Implications of the Growing Antibiotic Resistance in Patient Care

Article

The discovery of penicillin and subsequent generations of antibiotics has been heralded as one of the biggest medical discoveries in history. Yet shortly after his discovery of penicillin in 1928, Fleming warned of the dangers of resistance. This fear has since been proven to be accurate. Within a few years of the introduction of each new class of antibiotics, resistance was detected, helping drive the need for development of the next blockbuster antibiotic.

By Peter Teska and Jim Gauthier

The discovery of penicillin and subsequent generations of antibiotics has been heralded as one of the biggest medical discoveries in history. Yet shortly after his discovery of penicillin in 1928, Fleming warned of the dangers of resistance. This fear has since been proven to be accurate. Within a few years of the introduction of each new class of antibiotics, resistance was detected, helping drive the need for development of the next blockbuster antibiotic.

The pace of introducing new antibiotics has slowed to a crawl, but within the last decade, bacterial resistance to antibiotics appears to have grown at a more rapid pace, leading to concerns about the “end of the antibiotic era” being on the horizon.

Record excerpts
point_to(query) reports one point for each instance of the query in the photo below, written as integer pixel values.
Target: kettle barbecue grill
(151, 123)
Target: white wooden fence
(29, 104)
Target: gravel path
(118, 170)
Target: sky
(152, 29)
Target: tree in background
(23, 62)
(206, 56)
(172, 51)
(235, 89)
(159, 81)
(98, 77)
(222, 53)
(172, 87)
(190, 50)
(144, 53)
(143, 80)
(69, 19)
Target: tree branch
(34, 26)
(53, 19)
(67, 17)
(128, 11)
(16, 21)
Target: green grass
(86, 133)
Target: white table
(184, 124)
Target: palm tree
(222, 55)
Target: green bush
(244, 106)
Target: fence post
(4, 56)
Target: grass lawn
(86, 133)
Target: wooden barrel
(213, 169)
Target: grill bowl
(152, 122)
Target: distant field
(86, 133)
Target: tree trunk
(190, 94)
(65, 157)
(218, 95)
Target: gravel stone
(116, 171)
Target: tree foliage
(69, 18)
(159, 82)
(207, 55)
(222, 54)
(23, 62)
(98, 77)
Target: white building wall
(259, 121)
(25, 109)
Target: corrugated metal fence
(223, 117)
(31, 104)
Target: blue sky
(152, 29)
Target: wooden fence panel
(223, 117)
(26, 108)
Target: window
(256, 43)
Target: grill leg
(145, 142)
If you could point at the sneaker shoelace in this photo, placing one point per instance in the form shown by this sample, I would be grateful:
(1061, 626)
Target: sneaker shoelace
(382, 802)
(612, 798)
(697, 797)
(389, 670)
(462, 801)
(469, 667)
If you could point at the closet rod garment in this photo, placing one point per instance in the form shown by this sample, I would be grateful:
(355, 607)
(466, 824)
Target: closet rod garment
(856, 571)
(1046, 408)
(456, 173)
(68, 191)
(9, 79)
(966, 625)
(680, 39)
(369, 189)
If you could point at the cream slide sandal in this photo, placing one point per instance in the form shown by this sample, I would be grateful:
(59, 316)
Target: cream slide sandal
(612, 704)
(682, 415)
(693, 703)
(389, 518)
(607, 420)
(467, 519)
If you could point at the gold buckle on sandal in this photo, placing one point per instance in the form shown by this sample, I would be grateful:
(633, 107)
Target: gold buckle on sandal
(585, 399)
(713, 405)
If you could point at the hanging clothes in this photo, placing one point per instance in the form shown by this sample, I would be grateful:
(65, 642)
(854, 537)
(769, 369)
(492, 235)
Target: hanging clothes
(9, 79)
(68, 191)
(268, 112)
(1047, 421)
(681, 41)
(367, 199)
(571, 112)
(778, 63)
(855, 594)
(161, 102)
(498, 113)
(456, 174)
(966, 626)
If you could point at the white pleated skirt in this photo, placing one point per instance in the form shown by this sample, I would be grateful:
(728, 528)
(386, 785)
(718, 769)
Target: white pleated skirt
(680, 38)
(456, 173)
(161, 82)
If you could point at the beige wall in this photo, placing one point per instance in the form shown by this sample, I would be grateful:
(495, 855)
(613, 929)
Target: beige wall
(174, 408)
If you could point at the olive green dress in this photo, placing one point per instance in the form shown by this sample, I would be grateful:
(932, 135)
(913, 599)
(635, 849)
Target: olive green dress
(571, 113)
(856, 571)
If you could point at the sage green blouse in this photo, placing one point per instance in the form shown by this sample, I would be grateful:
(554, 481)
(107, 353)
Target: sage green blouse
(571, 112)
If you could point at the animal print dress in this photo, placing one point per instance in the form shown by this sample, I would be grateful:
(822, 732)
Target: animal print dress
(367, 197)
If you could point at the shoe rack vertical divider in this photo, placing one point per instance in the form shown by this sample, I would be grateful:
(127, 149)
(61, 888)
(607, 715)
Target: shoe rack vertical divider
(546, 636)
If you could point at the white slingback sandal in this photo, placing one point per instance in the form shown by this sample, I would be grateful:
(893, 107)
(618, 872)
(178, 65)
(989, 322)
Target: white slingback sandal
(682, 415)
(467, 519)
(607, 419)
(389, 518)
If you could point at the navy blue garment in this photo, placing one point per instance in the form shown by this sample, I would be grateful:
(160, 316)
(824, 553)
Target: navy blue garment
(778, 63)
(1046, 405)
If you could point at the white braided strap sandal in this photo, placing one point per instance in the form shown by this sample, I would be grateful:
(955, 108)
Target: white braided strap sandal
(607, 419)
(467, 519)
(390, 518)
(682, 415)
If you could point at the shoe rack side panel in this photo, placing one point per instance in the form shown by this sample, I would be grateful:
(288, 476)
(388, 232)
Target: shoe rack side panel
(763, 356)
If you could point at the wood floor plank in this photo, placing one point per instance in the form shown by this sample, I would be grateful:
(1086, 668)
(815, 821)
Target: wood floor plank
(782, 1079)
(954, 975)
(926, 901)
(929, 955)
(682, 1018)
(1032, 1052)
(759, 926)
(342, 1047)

Description of the task
Reproduce the passage of the antibiotic resistance article from "The pace of" up to and including "on the horizon.".

Answer to this exercise
The pace of introducing new antibiotics has slowed to a crawl, but within the last decade, bacterial resistance to antibiotics appears to have grown at a more rapid pace, leading to concerns about the “end of the antibiotic era” being on the horizon.